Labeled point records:
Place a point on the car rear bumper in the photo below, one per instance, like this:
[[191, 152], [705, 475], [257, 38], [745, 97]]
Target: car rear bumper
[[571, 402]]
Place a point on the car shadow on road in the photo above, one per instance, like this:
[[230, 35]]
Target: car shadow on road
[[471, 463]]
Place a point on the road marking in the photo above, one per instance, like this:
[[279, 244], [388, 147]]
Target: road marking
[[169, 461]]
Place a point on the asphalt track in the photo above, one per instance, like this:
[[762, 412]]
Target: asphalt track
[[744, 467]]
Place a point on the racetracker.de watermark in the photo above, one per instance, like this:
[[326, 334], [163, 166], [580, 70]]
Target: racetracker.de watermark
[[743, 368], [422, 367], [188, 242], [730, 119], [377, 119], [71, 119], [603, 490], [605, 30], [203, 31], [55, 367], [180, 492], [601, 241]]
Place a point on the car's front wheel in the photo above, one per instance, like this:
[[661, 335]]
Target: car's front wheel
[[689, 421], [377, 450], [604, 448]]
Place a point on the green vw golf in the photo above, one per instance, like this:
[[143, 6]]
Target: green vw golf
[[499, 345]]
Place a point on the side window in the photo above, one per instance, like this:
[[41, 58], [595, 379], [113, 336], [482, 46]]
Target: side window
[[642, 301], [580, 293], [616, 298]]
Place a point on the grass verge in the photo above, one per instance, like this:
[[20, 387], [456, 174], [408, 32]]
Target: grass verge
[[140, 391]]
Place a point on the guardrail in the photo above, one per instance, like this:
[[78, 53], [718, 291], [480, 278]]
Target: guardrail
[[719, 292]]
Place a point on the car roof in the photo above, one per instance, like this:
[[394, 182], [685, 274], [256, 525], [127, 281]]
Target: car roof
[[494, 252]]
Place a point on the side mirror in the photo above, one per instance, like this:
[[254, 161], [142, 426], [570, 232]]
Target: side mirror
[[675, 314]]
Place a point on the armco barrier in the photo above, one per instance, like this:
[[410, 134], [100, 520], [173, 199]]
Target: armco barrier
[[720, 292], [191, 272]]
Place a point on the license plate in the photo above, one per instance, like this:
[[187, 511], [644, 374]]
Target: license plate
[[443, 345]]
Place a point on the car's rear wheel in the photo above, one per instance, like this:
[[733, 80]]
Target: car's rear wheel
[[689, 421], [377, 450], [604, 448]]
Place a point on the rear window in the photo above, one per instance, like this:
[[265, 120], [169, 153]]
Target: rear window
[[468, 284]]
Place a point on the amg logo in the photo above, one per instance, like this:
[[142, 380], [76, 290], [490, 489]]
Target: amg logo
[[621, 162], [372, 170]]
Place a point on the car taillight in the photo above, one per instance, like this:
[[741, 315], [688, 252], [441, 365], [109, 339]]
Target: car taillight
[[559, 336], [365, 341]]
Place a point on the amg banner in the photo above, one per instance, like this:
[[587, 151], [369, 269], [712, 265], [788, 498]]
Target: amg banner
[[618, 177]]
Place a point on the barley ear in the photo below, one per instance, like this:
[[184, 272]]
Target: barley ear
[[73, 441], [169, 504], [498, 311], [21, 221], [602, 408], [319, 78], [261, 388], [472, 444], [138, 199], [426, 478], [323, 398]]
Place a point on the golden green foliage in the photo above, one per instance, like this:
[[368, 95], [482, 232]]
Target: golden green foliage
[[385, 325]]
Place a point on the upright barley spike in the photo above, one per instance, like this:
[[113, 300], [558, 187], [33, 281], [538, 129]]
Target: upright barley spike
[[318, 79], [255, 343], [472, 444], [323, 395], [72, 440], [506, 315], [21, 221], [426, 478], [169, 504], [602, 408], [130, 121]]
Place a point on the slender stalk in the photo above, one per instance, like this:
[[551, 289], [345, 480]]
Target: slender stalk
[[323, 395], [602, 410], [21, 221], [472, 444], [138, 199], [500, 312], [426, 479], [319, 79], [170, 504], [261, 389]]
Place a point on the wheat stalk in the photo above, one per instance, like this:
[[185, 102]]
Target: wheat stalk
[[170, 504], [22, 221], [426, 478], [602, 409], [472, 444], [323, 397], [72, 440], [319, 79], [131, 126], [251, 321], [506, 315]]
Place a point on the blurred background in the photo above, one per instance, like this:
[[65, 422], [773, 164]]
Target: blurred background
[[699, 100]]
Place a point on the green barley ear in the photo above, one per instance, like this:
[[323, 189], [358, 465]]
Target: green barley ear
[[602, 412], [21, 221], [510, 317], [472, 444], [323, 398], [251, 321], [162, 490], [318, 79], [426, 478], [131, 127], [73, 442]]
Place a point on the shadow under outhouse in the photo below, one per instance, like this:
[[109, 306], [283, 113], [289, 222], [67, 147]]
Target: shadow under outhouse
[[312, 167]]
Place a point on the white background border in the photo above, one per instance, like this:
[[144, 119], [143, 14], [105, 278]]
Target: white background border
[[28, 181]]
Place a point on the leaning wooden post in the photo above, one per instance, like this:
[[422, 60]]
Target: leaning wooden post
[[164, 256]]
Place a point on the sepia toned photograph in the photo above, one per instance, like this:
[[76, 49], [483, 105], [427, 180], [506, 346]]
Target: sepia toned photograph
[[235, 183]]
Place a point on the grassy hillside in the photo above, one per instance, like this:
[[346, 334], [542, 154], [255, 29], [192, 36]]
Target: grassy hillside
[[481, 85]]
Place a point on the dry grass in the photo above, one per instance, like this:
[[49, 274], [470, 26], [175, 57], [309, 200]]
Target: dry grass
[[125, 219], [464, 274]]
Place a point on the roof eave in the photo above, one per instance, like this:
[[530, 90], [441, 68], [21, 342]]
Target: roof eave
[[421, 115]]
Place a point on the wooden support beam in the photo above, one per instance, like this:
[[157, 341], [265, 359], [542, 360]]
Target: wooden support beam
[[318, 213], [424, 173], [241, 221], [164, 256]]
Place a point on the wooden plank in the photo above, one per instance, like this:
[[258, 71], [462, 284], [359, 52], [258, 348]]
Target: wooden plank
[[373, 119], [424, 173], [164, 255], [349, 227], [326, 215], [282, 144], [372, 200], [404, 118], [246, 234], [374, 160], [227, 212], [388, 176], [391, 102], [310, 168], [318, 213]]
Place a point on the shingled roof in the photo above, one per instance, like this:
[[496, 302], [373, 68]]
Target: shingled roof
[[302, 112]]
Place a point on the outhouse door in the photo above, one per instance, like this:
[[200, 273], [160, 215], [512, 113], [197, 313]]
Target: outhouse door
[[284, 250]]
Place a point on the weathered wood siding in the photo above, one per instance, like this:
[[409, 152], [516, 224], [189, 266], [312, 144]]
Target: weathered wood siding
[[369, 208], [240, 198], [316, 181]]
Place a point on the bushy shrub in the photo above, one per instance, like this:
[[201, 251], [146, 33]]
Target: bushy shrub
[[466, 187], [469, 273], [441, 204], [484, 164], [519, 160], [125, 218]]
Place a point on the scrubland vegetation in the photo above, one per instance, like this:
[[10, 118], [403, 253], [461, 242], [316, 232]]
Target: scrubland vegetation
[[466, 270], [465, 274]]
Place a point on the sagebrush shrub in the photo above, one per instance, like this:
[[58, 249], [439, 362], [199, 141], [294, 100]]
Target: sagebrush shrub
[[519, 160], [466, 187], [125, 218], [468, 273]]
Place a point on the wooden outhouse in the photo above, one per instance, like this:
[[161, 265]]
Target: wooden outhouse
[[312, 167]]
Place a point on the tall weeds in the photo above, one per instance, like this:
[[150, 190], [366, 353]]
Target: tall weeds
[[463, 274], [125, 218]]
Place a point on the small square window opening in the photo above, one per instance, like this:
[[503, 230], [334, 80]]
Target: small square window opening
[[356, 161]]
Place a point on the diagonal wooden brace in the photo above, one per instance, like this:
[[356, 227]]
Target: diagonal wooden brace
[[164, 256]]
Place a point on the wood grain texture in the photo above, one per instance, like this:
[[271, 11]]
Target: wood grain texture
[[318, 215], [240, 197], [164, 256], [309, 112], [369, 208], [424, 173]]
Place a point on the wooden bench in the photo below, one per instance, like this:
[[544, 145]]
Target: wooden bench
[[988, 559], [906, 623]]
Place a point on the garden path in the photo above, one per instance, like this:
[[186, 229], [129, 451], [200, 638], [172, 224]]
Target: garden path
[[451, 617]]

* [Aim of the exercise] Reproduce the data above, beginning at the line that contains "Place a point on the dry" and ending after the line that contains "[[421, 115]]", with both of those lines included.

* [Task output]
Place a point on the dry grass in the photo above, one per instance, like this:
[[49, 274], [470, 26], [175, 57], [309, 200]]
Target: dry grass
[[125, 219], [464, 274]]
Place a point on the roof eave in the photo above, one per instance, like this:
[[530, 90], [441, 68], [21, 342]]
Target: roof eave
[[421, 115]]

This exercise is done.